> **Prompt**
Copy out the rows below, swapping every "instance" for "occurrence" and leaving everything else as it is.

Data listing

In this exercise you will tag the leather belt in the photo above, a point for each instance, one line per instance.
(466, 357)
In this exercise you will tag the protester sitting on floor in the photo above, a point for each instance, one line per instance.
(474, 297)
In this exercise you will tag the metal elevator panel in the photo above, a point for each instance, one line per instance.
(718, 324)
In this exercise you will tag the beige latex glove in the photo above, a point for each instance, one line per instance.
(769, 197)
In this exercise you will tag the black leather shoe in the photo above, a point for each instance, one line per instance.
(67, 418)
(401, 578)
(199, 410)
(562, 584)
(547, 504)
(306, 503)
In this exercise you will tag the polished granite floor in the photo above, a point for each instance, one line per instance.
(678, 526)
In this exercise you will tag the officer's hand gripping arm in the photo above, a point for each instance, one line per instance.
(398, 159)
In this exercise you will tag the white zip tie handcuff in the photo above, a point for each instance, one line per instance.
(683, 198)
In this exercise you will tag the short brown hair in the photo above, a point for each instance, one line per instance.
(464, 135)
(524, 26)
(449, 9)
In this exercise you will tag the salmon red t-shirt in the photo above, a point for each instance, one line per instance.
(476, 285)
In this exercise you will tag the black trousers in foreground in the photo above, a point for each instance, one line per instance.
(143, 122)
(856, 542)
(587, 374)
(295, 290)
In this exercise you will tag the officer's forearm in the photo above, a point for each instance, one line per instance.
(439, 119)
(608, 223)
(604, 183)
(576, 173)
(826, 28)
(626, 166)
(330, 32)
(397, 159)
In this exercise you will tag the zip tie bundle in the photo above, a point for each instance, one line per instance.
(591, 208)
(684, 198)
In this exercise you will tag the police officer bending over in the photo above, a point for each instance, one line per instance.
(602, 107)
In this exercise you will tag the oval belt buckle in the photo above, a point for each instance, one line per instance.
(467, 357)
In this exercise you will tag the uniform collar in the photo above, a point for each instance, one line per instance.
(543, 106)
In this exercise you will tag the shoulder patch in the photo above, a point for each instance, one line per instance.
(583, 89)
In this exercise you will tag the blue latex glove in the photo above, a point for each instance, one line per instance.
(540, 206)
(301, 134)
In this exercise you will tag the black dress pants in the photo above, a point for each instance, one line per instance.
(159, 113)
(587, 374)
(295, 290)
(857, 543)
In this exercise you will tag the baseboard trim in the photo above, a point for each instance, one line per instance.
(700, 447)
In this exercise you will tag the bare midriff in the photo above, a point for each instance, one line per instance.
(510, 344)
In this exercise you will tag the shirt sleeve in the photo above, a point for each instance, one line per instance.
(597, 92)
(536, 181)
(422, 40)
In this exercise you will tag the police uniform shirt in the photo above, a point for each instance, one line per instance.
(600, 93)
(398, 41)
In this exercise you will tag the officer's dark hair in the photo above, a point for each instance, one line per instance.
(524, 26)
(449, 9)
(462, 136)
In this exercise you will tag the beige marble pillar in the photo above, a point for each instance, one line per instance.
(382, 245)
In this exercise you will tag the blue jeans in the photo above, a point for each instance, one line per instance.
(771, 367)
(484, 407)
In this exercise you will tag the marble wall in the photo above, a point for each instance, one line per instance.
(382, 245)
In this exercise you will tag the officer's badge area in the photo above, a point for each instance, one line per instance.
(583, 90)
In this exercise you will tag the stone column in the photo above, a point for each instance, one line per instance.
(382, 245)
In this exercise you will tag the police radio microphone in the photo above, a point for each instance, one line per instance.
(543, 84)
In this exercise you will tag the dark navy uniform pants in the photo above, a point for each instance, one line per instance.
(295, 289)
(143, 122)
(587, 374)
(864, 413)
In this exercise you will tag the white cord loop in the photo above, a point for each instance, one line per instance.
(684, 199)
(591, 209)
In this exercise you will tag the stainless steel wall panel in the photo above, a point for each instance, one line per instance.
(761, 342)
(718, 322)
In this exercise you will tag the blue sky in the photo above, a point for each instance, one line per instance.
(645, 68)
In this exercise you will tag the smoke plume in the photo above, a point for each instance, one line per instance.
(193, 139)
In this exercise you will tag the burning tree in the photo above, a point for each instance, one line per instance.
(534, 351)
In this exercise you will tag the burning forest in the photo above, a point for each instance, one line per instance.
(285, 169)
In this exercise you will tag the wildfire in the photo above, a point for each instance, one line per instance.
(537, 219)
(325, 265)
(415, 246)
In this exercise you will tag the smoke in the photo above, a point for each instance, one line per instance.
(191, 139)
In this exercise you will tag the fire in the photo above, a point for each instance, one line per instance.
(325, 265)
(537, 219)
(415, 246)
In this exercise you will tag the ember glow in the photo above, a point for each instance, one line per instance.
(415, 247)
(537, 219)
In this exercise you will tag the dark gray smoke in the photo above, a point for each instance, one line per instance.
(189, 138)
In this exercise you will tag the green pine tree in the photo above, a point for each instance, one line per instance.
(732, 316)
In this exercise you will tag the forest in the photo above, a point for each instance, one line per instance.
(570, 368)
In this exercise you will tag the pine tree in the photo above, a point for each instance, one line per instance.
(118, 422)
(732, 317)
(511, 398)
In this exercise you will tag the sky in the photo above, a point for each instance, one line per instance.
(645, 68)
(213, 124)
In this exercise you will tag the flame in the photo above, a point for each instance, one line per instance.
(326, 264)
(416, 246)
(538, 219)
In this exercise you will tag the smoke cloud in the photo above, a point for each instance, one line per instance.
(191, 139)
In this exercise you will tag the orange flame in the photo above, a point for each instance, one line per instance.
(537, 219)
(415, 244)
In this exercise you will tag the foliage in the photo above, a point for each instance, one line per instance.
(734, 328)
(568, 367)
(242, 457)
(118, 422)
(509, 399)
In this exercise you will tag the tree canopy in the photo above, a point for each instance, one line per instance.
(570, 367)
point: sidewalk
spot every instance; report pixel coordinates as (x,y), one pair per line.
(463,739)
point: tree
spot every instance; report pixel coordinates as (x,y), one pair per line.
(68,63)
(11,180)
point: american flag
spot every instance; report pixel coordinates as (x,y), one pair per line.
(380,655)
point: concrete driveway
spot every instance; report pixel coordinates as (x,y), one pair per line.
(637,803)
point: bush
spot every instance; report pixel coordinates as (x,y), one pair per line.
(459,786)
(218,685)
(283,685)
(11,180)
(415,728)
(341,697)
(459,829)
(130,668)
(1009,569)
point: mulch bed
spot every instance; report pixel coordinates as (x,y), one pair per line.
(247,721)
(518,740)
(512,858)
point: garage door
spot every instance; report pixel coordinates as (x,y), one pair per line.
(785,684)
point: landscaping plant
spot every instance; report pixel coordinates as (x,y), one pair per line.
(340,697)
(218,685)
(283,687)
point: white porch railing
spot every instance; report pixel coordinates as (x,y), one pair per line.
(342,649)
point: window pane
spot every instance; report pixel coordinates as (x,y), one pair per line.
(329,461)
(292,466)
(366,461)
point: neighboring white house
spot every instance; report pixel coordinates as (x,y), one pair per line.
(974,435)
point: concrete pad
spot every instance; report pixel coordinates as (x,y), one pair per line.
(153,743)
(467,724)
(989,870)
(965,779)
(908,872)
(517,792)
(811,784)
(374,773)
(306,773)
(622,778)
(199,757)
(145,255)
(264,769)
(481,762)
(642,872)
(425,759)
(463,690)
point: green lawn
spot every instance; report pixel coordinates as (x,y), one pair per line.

> **Task response**
In this exercise you will tag the leather belt in the photo above, a point for each occurrence, one line per occurrence.
(466, 357)
In this exercise you will tag the protester sitting on floor in the photo above, a point for each occurrence, one line per occurrence.
(474, 297)
In this exercise you will tag the metal elevator panel in the photo above, a point for each occurrence, one line per occurrence.
(718, 324)
In this exercise you will tag the beige latex glove in the photo above, a point for each occurrence, one line per occurrence.
(769, 197)
In this exercise you will tag the black leather shoe in the photo above, a point for each occurrence, one line per occurrence.
(67, 418)
(401, 578)
(199, 410)
(562, 584)
(547, 504)
(306, 503)
In this exercise you will tag the polished granite floor in the photo above, a point for each occurrence, one line per occurrence.
(678, 526)
In this exercise you will tag the officer's hand gripping arm in the photo above, a point for each occurrence, one line per occurrence.
(398, 159)
In this exercise you will tag the white zip tie handcuff in the photo above, a point for each occurrence, one line per occurrence.
(683, 198)
In this exercise you will tag the short brown hair in the photo above, a point for each occurrence, one line per occurrence.
(464, 135)
(524, 26)
(449, 9)
In this exercise you will tag the salmon red t-shirt in the photo above, a point for each occurrence, one line per occurrence.
(476, 285)
In this exercise you will tag the black trousers in foreground in the photo above, a point for each occurrence, one line per occurrence.
(143, 122)
(856, 542)
(587, 374)
(295, 290)
In this exercise you will tag the officer's forearm in the photo above, a point for each occurrence, one line per occurrence.
(439, 119)
(608, 223)
(604, 183)
(576, 173)
(826, 28)
(626, 166)
(330, 32)
(397, 159)
In this exercise you will tag the zip tie bundle in the photo above, a point for each occurrence, one line per occurrence.
(591, 208)
(684, 198)
In this exercise you will tag the police officer bending over in the photo above, a point for each occurrence, one line per occurrence.
(602, 107)
In this exercise you will tag the oval belt buckle in the photo above, a point for each occurrence, one line per occurrence.
(467, 357)
In this exercise you will tag the uniform collar in the photo above, a point for each occurrence, one line per occurrence.
(543, 106)
In this exercise you will tag the shoulder patch in the photo above, a point for each occurrence, one line per occurrence.
(583, 89)
In this exercise you will tag the blue latex glove in the photo above, a point for each occurrence, one line per occurrence.
(540, 206)
(301, 134)
In this exercise you will tag the black dress pants in the photo above, a point for each occurrence, one line per occurrence.
(159, 113)
(587, 374)
(295, 290)
(857, 543)
In this exercise you will tag the baseboard trim in the photo above, a point for each occurrence, one line per occurrence.
(700, 447)
In this exercise you will tag the bare midriff in the photo above, a point for each occurrence, one line per occurrence.
(510, 344)
In this exercise you will tag the shirt sleeve in the photo above, a point for each occurrence, one line per occurrence.
(597, 92)
(536, 181)
(422, 40)
In this exercise you will tag the police uniform shirt in the photo above, a point for each occurrence, one line per occurrence.
(600, 93)
(398, 41)
In this exercise you will tag the officer's dark hair in the photo above, a point for each occurrence, one line per occurrence.
(524, 26)
(449, 9)
(462, 136)
In this exercise you will tag the beige marble pillar in the photo above, a point for each occurrence, one line per occurrence.
(382, 245)
In this exercise you will tag the blue jeans in the photo above, a point for each occurrence, one line per occurrence.
(771, 367)
(484, 407)
In this exercise you will tag the marble wall in the photo above, a point for each occurrence, one line per occurrence.
(382, 245)
In this exercise you will tag the officer's badge area in the photo above, a point for each occurrence, one line per occurrence.
(583, 90)
In this exercise you will tag the stone column in the photo above, a point for each occurrence, one line per occurrence.
(382, 245)
In this exercise you will tag the police radio microphone in the photo above, a point for each occurrence, one line per occurrence.
(543, 84)
In this exercise you will tag the dark navy uniform pants in the photo above, a point for each occurrence, one line per occurrence.
(295, 289)
(143, 122)
(587, 374)
(864, 413)
In this exercise you will tag the white cord loop in the photo above, a point for each occurrence, one line per occurrence.
(684, 199)
(591, 209)
In this exercise you will tag the stainless steel wall panel in the photo above, a point for each occurrence, one line per occurrence.
(761, 342)
(718, 322)
In this exercise you will tag the blue sky in the photo above, a point for each occurrence, one line per occurrence.
(645, 68)
In this exercise you will tag the smoke plume in the photo above, a point for each occurrence, one line per occurrence.
(193, 139)
In this exercise you will tag the burning tree in the photo above, a point for each occurrence, one line per occurrence.
(534, 351)
In this exercise you will tag the burning forest in the photo above, a point for each occurrence, one line per occurrence.
(285, 169)
In this exercise you will tag the wildfire in the photo above, a point for each occurrence, one line per occurrence.
(537, 219)
(325, 265)
(415, 246)
In this exercise you will tag the smoke in the photo above, a point for each occurrence, one line per occurrence.
(191, 139)
In this exercise you will tag the fire in the photo above, a point for each occurrence, one line per occurrence.
(325, 265)
(537, 219)
(415, 246)
In this exercise you will tag the ember glow in the photo above, a point for each occurrence, one line per occurrence.
(415, 247)
(537, 219)
In this exercise you will tag the dark gray smoke in the photo above, a point for each occurrence, one line per occurrence.
(189, 138)
In this exercise you will tag the green pine tree in the photo above, a point for each occurrence, one line per occurrence.
(732, 316)
In this exercise you will tag the forest in the photo above, a point for each occurrence, one line per occurrence.
(570, 368)
In this exercise you will tag the pine tree in the photo above, a point for each occurrence, one line per occurrence.
(118, 422)
(732, 317)
(511, 398)
In this exercise you will tag the sky in the photo above, a point for each occurrence, one line per occurrence.
(645, 68)
(213, 124)
In this exercise you will tag the flame in the photo above, a point for each occurrence, one line per occurrence.
(326, 264)
(416, 246)
(538, 219)
In this exercise you will tag the smoke cloud in the photo above, a point for each occurrence, one line per occurrence.
(191, 139)
In this exercise you will tag the orange flame in the photo above, a point for each occurrence, one line per occurrence.
(537, 219)
(415, 244)
In this exercise you will tag the foliage in the photo above, a point for each occurrence, one line per occurrence.
(734, 328)
(568, 367)
(242, 457)
(118, 422)
(509, 399)
In this exercise you will tag the tree canopy in the photo above, a point for each occurrence, one line per occurrence.
(570, 367)
point: sidewalk
spot every occurrence; report pixel coordinates as (x,y), one pair per line.
(463,739)
point: tree
spot every occurrence; report pixel coordinates as (x,y), one pair per line.
(68,63)
(11,180)
point: american flag
spot every occurrence; report pixel coordinates as (x,y), one pair per line.
(380,655)
point: concrete driveway
spot every occurrence; report pixel coordinates as (x,y), one pair per line.
(637,803)
point: bush
spot every occurrence; report pixel coordinates as (x,y), one pair per line.
(459,786)
(218,685)
(283,685)
(11,180)
(415,728)
(341,697)
(459,829)
(130,668)
(1009,569)
point: mulch bed
spot every occurrence; report pixel coordinates as (x,y), one pair per line.
(247,721)
(518,740)
(512,858)
point: garage door
spot every occurrence; report pixel coordinates as (x,y), one pair per line.
(785,684)
point: landscaping plant
spot every occurrence; report pixel coordinates as (x,y), one pair per line.
(340,697)
(218,685)
(283,687)
point: white porch railing
spot every occurrence; report pixel coordinates as (x,y), one pair per line.
(342,649)
point: window pane
spot every occurrence; report pixel coordinates as (x,y), one pair per line.
(329,461)
(292,466)
(366,461)
point: neighboring white house
spot every occurrence; report pixel coordinates as (x,y), one pair per line.
(974,435)
point: concrete pad
spot every occurrence; report pixel coordinates as (x,y), one pair per line.
(153,743)
(467,724)
(989,870)
(965,779)
(908,872)
(517,792)
(811,784)
(374,773)
(306,773)
(622,778)
(199,757)
(145,255)
(264,769)
(481,762)
(642,872)
(425,759)
(463,690)
point: green lawn
spot every occurrence; report pixel coordinates as (x,y), one pair per line.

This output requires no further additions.